_Work order_
Pull every line with "around" from the material.

_Input_

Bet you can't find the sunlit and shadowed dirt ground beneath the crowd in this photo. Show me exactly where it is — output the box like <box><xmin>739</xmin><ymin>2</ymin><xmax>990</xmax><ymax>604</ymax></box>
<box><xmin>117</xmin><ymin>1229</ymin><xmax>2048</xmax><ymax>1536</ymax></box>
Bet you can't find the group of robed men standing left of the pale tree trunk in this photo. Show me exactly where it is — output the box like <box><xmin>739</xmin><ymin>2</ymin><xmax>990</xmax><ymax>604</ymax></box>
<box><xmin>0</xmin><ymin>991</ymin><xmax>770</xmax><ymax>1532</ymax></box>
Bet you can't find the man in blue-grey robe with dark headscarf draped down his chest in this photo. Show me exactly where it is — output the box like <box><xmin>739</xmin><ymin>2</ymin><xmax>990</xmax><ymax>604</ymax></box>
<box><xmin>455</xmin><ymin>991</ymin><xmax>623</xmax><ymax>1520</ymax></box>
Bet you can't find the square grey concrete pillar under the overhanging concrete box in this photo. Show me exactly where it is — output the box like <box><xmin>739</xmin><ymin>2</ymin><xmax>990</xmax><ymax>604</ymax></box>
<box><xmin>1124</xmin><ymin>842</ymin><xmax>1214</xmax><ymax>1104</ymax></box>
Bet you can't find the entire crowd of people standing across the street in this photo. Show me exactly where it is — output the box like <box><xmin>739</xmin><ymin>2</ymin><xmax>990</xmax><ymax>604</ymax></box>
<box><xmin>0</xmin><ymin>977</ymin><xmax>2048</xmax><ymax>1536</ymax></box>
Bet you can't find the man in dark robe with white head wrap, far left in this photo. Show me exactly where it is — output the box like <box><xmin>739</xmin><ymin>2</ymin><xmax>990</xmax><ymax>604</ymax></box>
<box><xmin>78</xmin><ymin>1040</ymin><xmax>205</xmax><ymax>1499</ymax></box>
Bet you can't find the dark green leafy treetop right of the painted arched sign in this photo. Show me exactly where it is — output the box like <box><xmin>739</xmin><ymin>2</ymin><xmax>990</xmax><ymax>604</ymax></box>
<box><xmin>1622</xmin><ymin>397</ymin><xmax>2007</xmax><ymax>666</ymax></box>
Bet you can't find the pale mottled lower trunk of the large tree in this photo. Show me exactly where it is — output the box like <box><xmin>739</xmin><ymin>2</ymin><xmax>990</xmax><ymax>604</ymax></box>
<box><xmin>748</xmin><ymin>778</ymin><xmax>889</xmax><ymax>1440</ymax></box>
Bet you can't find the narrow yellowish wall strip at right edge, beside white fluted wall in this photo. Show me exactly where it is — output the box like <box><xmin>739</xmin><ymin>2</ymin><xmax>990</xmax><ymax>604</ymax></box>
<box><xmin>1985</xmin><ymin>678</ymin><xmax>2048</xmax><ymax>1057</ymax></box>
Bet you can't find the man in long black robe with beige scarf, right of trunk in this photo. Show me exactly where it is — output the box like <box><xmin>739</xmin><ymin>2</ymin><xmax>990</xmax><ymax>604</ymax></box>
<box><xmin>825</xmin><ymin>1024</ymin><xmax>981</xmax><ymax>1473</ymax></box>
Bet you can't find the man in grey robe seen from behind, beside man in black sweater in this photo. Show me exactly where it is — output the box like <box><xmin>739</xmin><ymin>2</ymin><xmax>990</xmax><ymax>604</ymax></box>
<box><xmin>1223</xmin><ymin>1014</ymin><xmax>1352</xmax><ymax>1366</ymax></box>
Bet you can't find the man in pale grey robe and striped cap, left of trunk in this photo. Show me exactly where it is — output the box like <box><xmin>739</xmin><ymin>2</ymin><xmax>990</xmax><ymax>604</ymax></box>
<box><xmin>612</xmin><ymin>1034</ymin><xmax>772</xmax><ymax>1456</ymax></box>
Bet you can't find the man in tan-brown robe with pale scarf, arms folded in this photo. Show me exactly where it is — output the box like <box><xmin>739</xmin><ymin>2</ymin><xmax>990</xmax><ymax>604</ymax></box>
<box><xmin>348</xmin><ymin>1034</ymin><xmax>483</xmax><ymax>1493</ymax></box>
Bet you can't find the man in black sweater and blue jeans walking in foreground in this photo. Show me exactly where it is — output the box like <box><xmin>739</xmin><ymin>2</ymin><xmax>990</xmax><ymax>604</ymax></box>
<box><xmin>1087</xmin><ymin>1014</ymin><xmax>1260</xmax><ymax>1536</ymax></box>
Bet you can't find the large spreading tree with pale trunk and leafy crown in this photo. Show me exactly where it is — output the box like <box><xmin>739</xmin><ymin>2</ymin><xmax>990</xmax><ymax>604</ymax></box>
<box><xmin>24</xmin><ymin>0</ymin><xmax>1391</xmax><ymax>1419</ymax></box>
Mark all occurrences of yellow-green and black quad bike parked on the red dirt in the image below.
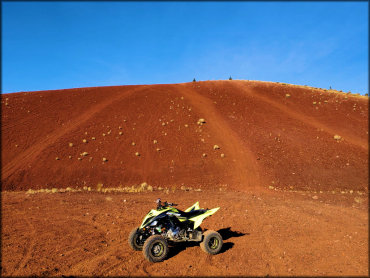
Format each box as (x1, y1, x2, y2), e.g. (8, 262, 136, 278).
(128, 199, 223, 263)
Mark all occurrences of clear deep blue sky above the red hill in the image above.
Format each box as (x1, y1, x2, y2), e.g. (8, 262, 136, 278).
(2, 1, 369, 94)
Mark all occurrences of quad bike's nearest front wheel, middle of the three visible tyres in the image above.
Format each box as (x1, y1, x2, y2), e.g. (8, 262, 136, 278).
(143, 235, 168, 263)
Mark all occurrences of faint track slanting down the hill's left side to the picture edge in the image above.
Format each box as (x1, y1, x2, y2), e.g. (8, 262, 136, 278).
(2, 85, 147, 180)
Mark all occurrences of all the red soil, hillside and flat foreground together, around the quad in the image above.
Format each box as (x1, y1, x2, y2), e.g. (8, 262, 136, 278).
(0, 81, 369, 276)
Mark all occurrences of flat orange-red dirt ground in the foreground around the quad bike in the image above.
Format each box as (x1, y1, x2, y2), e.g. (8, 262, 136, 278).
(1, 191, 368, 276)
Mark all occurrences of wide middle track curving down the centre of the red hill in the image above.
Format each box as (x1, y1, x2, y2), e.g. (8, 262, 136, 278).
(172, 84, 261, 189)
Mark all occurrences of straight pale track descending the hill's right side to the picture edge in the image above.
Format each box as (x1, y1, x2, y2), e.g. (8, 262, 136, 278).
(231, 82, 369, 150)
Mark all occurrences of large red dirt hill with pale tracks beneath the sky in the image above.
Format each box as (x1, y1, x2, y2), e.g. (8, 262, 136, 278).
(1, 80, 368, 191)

_Written solution_
Mark all occurrences of all the red soil, hillside and flat foreground together, around the quad in the image above.
Mark all occurrences of flat orange-red dirt ground in the foreground around the quad bike in the image above.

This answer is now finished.